=== What you should do ===
In the earnings call transcript, what role did Fernando Fernandez hold at Unilever immediately before becoming Chief Financial Officer?

Unilever PLC (NYSE:UL) Q4 2023 Earnings Call Transcript February 8, 2024
Unilever PLC isn’t one of the 30 most popular stocks among hedge funds at the end of the third quarter (see the details here).
Hein Schumacher: Good morning, and welcome to Unilever’s Full Year Results. I’m delighted to be here today with our new Chief Financial Officer, Fernando Fernandez, who, as you know, took over the role on the 1st of January. Fernando may be new to the role but not, of course, to Unilever, having previously served as President of our Beauty & Wellbeing business group, and before that, as head of Unilever’s business in Latin America. We expect prepared remarks to be around 45 minutes, followed by Q&A of around 30 minutes. And all of today’s webcast is available live, transcribed on the screen. This is how we will run today. In a moment, Fernando will take you through the details of the results and our outlook. I will then give an update of our progress against our Growth Action Plan before we take your questions.

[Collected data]
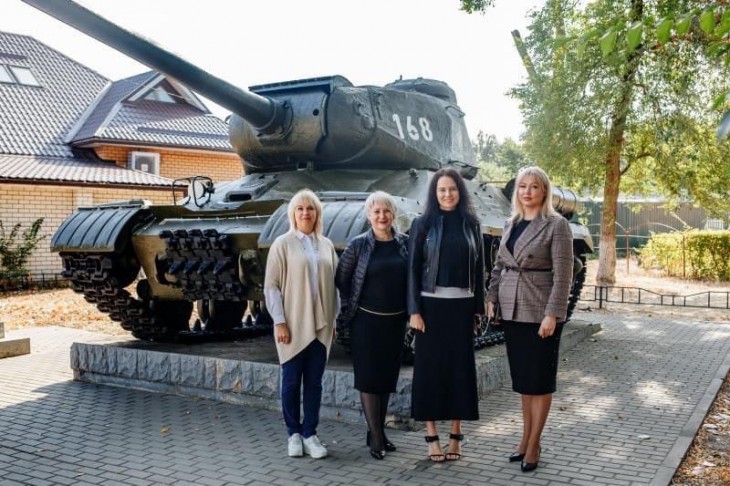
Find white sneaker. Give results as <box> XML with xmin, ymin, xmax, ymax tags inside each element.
<box><xmin>303</xmin><ymin>435</ymin><xmax>327</xmax><ymax>459</ymax></box>
<box><xmin>289</xmin><ymin>434</ymin><xmax>304</xmax><ymax>457</ymax></box>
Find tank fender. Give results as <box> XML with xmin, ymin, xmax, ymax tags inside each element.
<box><xmin>51</xmin><ymin>205</ymin><xmax>150</xmax><ymax>253</ymax></box>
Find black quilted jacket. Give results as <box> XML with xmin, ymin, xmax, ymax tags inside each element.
<box><xmin>335</xmin><ymin>229</ymin><xmax>408</xmax><ymax>327</ymax></box>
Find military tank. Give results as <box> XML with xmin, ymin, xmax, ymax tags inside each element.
<box><xmin>24</xmin><ymin>0</ymin><xmax>593</xmax><ymax>347</ymax></box>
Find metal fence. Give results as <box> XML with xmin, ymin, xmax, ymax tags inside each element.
<box><xmin>0</xmin><ymin>273</ymin><xmax>69</xmax><ymax>292</ymax></box>
<box><xmin>580</xmin><ymin>285</ymin><xmax>730</xmax><ymax>309</ymax></box>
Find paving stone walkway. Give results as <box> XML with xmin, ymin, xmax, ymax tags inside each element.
<box><xmin>0</xmin><ymin>313</ymin><xmax>730</xmax><ymax>486</ymax></box>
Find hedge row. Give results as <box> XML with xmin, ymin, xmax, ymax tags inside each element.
<box><xmin>641</xmin><ymin>230</ymin><xmax>730</xmax><ymax>281</ymax></box>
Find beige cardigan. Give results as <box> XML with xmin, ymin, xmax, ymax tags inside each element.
<box><xmin>264</xmin><ymin>232</ymin><xmax>337</xmax><ymax>364</ymax></box>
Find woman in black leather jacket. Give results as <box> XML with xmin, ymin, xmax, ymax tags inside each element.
<box><xmin>335</xmin><ymin>191</ymin><xmax>408</xmax><ymax>459</ymax></box>
<box><xmin>408</xmin><ymin>168</ymin><xmax>484</xmax><ymax>462</ymax></box>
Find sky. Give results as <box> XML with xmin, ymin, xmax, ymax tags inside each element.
<box><xmin>0</xmin><ymin>0</ymin><xmax>542</xmax><ymax>140</ymax></box>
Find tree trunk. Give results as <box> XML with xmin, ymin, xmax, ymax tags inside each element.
<box><xmin>596</xmin><ymin>154</ymin><xmax>623</xmax><ymax>285</ymax></box>
<box><xmin>596</xmin><ymin>0</ymin><xmax>644</xmax><ymax>285</ymax></box>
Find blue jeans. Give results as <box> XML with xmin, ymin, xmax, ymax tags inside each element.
<box><xmin>281</xmin><ymin>339</ymin><xmax>327</xmax><ymax>439</ymax></box>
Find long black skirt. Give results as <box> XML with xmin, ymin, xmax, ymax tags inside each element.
<box><xmin>351</xmin><ymin>310</ymin><xmax>407</xmax><ymax>394</ymax></box>
<box><xmin>502</xmin><ymin>321</ymin><xmax>563</xmax><ymax>395</ymax></box>
<box><xmin>411</xmin><ymin>297</ymin><xmax>479</xmax><ymax>421</ymax></box>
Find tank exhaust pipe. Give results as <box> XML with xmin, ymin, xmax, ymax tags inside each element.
<box><xmin>23</xmin><ymin>0</ymin><xmax>292</xmax><ymax>135</ymax></box>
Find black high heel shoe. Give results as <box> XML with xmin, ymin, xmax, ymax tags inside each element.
<box><xmin>520</xmin><ymin>447</ymin><xmax>542</xmax><ymax>472</ymax></box>
<box><xmin>365</xmin><ymin>430</ymin><xmax>398</xmax><ymax>452</ymax></box>
<box><xmin>508</xmin><ymin>451</ymin><xmax>525</xmax><ymax>462</ymax></box>
<box><xmin>370</xmin><ymin>449</ymin><xmax>385</xmax><ymax>461</ymax></box>
<box><xmin>446</xmin><ymin>434</ymin><xmax>464</xmax><ymax>461</ymax></box>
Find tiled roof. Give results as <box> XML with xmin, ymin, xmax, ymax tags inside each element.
<box><xmin>0</xmin><ymin>32</ymin><xmax>233</xmax><ymax>186</ymax></box>
<box><xmin>0</xmin><ymin>155</ymin><xmax>172</xmax><ymax>186</ymax></box>
<box><xmin>73</xmin><ymin>72</ymin><xmax>233</xmax><ymax>152</ymax></box>
<box><xmin>73</xmin><ymin>71</ymin><xmax>155</xmax><ymax>140</ymax></box>
<box><xmin>0</xmin><ymin>32</ymin><xmax>109</xmax><ymax>157</ymax></box>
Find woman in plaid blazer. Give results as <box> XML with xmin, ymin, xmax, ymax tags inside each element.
<box><xmin>487</xmin><ymin>167</ymin><xmax>573</xmax><ymax>472</ymax></box>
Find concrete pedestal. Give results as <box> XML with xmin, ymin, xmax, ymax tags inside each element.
<box><xmin>71</xmin><ymin>321</ymin><xmax>600</xmax><ymax>427</ymax></box>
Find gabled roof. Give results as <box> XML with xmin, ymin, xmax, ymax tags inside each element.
<box><xmin>0</xmin><ymin>32</ymin><xmax>233</xmax><ymax>186</ymax></box>
<box><xmin>71</xmin><ymin>71</ymin><xmax>232</xmax><ymax>152</ymax></box>
<box><xmin>0</xmin><ymin>155</ymin><xmax>172</xmax><ymax>187</ymax></box>
<box><xmin>0</xmin><ymin>32</ymin><xmax>110</xmax><ymax>157</ymax></box>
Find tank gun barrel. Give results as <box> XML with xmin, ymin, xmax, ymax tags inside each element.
<box><xmin>23</xmin><ymin>0</ymin><xmax>288</xmax><ymax>134</ymax></box>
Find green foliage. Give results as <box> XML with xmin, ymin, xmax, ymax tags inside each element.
<box><xmin>641</xmin><ymin>230</ymin><xmax>730</xmax><ymax>282</ymax></box>
<box><xmin>0</xmin><ymin>218</ymin><xmax>46</xmax><ymax>279</ymax></box>
<box><xmin>504</xmin><ymin>0</ymin><xmax>730</xmax><ymax>214</ymax></box>
<box><xmin>461</xmin><ymin>0</ymin><xmax>494</xmax><ymax>13</ymax></box>
<box><xmin>474</xmin><ymin>131</ymin><xmax>531</xmax><ymax>181</ymax></box>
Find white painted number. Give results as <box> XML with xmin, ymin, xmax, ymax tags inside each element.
<box><xmin>393</xmin><ymin>113</ymin><xmax>433</xmax><ymax>142</ymax></box>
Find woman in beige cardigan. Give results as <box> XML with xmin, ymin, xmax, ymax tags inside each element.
<box><xmin>487</xmin><ymin>167</ymin><xmax>573</xmax><ymax>472</ymax></box>
<box><xmin>264</xmin><ymin>189</ymin><xmax>339</xmax><ymax>459</ymax></box>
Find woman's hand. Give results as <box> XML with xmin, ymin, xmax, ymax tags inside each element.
<box><xmin>274</xmin><ymin>322</ymin><xmax>291</xmax><ymax>344</ymax></box>
<box><xmin>537</xmin><ymin>316</ymin><xmax>558</xmax><ymax>338</ymax></box>
<box><xmin>408</xmin><ymin>314</ymin><xmax>426</xmax><ymax>332</ymax></box>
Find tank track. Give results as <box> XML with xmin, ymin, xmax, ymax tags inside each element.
<box><xmin>61</xmin><ymin>253</ymin><xmax>171</xmax><ymax>340</ymax></box>
<box><xmin>158</xmin><ymin>229</ymin><xmax>245</xmax><ymax>302</ymax></box>
<box><xmin>566</xmin><ymin>253</ymin><xmax>586</xmax><ymax>321</ymax></box>
<box><xmin>61</xmin><ymin>253</ymin><xmax>271</xmax><ymax>342</ymax></box>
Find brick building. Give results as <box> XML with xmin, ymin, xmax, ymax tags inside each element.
<box><xmin>0</xmin><ymin>32</ymin><xmax>243</xmax><ymax>277</ymax></box>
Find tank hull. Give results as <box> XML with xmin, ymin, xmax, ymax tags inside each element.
<box><xmin>52</xmin><ymin>170</ymin><xmax>592</xmax><ymax>344</ymax></box>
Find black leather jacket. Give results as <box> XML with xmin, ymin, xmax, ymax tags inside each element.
<box><xmin>408</xmin><ymin>216</ymin><xmax>484</xmax><ymax>315</ymax></box>
<box><xmin>335</xmin><ymin>229</ymin><xmax>408</xmax><ymax>327</ymax></box>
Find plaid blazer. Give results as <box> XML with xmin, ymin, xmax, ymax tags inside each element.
<box><xmin>487</xmin><ymin>215</ymin><xmax>573</xmax><ymax>323</ymax></box>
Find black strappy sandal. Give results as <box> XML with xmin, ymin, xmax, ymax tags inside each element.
<box><xmin>445</xmin><ymin>434</ymin><xmax>464</xmax><ymax>461</ymax></box>
<box><xmin>424</xmin><ymin>435</ymin><xmax>446</xmax><ymax>462</ymax></box>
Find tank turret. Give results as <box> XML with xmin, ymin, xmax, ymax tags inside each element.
<box><xmin>24</xmin><ymin>0</ymin><xmax>592</xmax><ymax>352</ymax></box>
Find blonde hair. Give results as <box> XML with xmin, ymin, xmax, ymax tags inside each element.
<box><xmin>512</xmin><ymin>165</ymin><xmax>559</xmax><ymax>221</ymax></box>
<box><xmin>365</xmin><ymin>191</ymin><xmax>398</xmax><ymax>219</ymax></box>
<box><xmin>286</xmin><ymin>189</ymin><xmax>323</xmax><ymax>236</ymax></box>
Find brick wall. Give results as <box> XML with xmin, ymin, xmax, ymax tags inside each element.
<box><xmin>95</xmin><ymin>146</ymin><xmax>243</xmax><ymax>182</ymax></box>
<box><xmin>0</xmin><ymin>184</ymin><xmax>172</xmax><ymax>277</ymax></box>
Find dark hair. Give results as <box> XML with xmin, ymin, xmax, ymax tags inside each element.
<box><xmin>423</xmin><ymin>167</ymin><xmax>479</xmax><ymax>226</ymax></box>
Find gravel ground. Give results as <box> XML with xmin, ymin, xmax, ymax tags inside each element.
<box><xmin>0</xmin><ymin>260</ymin><xmax>730</xmax><ymax>486</ymax></box>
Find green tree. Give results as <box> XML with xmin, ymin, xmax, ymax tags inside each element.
<box><xmin>462</xmin><ymin>0</ymin><xmax>730</xmax><ymax>284</ymax></box>
<box><xmin>474</xmin><ymin>131</ymin><xmax>530</xmax><ymax>181</ymax></box>
<box><xmin>0</xmin><ymin>218</ymin><xmax>46</xmax><ymax>279</ymax></box>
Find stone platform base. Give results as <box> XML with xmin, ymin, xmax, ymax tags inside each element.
<box><xmin>0</xmin><ymin>338</ymin><xmax>30</xmax><ymax>358</ymax></box>
<box><xmin>71</xmin><ymin>321</ymin><xmax>600</xmax><ymax>428</ymax></box>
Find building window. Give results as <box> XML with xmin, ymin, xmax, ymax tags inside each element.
<box><xmin>127</xmin><ymin>152</ymin><xmax>160</xmax><ymax>175</ymax></box>
<box><xmin>0</xmin><ymin>64</ymin><xmax>41</xmax><ymax>86</ymax></box>
<box><xmin>0</xmin><ymin>64</ymin><xmax>15</xmax><ymax>83</ymax></box>
<box><xmin>10</xmin><ymin>66</ymin><xmax>41</xmax><ymax>86</ymax></box>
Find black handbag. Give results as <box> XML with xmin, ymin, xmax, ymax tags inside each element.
<box><xmin>487</xmin><ymin>302</ymin><xmax>502</xmax><ymax>326</ymax></box>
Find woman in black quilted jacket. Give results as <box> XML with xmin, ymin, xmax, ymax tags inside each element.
<box><xmin>335</xmin><ymin>191</ymin><xmax>408</xmax><ymax>459</ymax></box>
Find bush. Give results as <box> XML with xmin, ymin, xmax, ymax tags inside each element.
<box><xmin>641</xmin><ymin>230</ymin><xmax>730</xmax><ymax>282</ymax></box>
<box><xmin>0</xmin><ymin>218</ymin><xmax>46</xmax><ymax>280</ymax></box>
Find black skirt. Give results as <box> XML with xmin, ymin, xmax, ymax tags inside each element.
<box><xmin>502</xmin><ymin>321</ymin><xmax>563</xmax><ymax>395</ymax></box>
<box><xmin>351</xmin><ymin>309</ymin><xmax>407</xmax><ymax>394</ymax></box>
<box><xmin>411</xmin><ymin>297</ymin><xmax>479</xmax><ymax>421</ymax></box>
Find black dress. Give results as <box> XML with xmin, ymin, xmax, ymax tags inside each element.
<box><xmin>502</xmin><ymin>219</ymin><xmax>564</xmax><ymax>395</ymax></box>
<box><xmin>411</xmin><ymin>211</ymin><xmax>484</xmax><ymax>421</ymax></box>
<box><xmin>351</xmin><ymin>240</ymin><xmax>408</xmax><ymax>394</ymax></box>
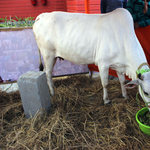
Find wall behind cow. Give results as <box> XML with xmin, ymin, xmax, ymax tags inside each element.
<box><xmin>0</xmin><ymin>0</ymin><xmax>67</xmax><ymax>19</ymax></box>
<box><xmin>0</xmin><ymin>0</ymin><xmax>101</xmax><ymax>19</ymax></box>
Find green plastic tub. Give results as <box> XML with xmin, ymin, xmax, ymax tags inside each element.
<box><xmin>135</xmin><ymin>107</ymin><xmax>150</xmax><ymax>135</ymax></box>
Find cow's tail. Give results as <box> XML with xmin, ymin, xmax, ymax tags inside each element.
<box><xmin>38</xmin><ymin>49</ymin><xmax>44</xmax><ymax>71</ymax></box>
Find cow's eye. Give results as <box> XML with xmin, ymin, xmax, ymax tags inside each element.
<box><xmin>144</xmin><ymin>92</ymin><xmax>148</xmax><ymax>95</ymax></box>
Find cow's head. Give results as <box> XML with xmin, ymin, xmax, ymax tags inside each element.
<box><xmin>125</xmin><ymin>70</ymin><xmax>150</xmax><ymax>110</ymax></box>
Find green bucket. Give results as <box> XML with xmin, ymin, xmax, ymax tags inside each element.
<box><xmin>135</xmin><ymin>107</ymin><xmax>150</xmax><ymax>135</ymax></box>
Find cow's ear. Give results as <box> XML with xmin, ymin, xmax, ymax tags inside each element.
<box><xmin>124</xmin><ymin>80</ymin><xmax>140</xmax><ymax>89</ymax></box>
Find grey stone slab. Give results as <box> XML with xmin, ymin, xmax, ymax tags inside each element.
<box><xmin>17</xmin><ymin>71</ymin><xmax>51</xmax><ymax>118</ymax></box>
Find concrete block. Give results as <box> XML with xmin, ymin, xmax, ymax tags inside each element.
<box><xmin>17</xmin><ymin>71</ymin><xmax>51</xmax><ymax>118</ymax></box>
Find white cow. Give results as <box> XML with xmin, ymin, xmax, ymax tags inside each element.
<box><xmin>33</xmin><ymin>8</ymin><xmax>150</xmax><ymax>108</ymax></box>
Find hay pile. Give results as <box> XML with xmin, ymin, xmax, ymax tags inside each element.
<box><xmin>0</xmin><ymin>75</ymin><xmax>150</xmax><ymax>150</ymax></box>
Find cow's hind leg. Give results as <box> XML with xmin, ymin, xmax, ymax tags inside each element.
<box><xmin>43</xmin><ymin>54</ymin><xmax>57</xmax><ymax>96</ymax></box>
<box><xmin>117</xmin><ymin>72</ymin><xmax>128</xmax><ymax>99</ymax></box>
<box><xmin>98</xmin><ymin>65</ymin><xmax>110</xmax><ymax>104</ymax></box>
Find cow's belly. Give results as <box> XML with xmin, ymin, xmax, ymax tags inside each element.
<box><xmin>56</xmin><ymin>48</ymin><xmax>95</xmax><ymax>65</ymax></box>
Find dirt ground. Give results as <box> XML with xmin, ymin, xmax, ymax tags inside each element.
<box><xmin>0</xmin><ymin>75</ymin><xmax>150</xmax><ymax>150</ymax></box>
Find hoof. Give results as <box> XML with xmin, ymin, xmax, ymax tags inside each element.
<box><xmin>104</xmin><ymin>100</ymin><xmax>111</xmax><ymax>104</ymax></box>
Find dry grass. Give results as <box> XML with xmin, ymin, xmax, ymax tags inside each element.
<box><xmin>0</xmin><ymin>75</ymin><xmax>150</xmax><ymax>150</ymax></box>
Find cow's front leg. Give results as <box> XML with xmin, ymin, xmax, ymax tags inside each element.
<box><xmin>43</xmin><ymin>53</ymin><xmax>57</xmax><ymax>96</ymax></box>
<box><xmin>99</xmin><ymin>66</ymin><xmax>110</xmax><ymax>104</ymax></box>
<box><xmin>117</xmin><ymin>72</ymin><xmax>128</xmax><ymax>99</ymax></box>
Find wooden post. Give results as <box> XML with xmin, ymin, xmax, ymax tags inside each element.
<box><xmin>84</xmin><ymin>0</ymin><xmax>90</xmax><ymax>14</ymax></box>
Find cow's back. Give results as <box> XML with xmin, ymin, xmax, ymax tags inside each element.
<box><xmin>33</xmin><ymin>9</ymin><xmax>137</xmax><ymax>64</ymax></box>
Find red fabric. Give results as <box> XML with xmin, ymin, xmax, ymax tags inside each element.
<box><xmin>88</xmin><ymin>25</ymin><xmax>150</xmax><ymax>80</ymax></box>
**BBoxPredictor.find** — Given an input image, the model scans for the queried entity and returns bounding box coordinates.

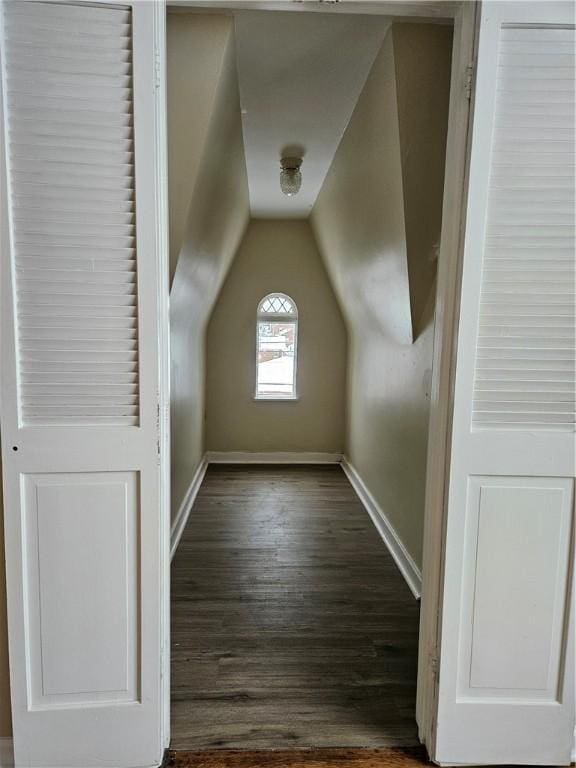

=== Answer for the task ===
President of Unilever's Beauty & Wellbeing business group.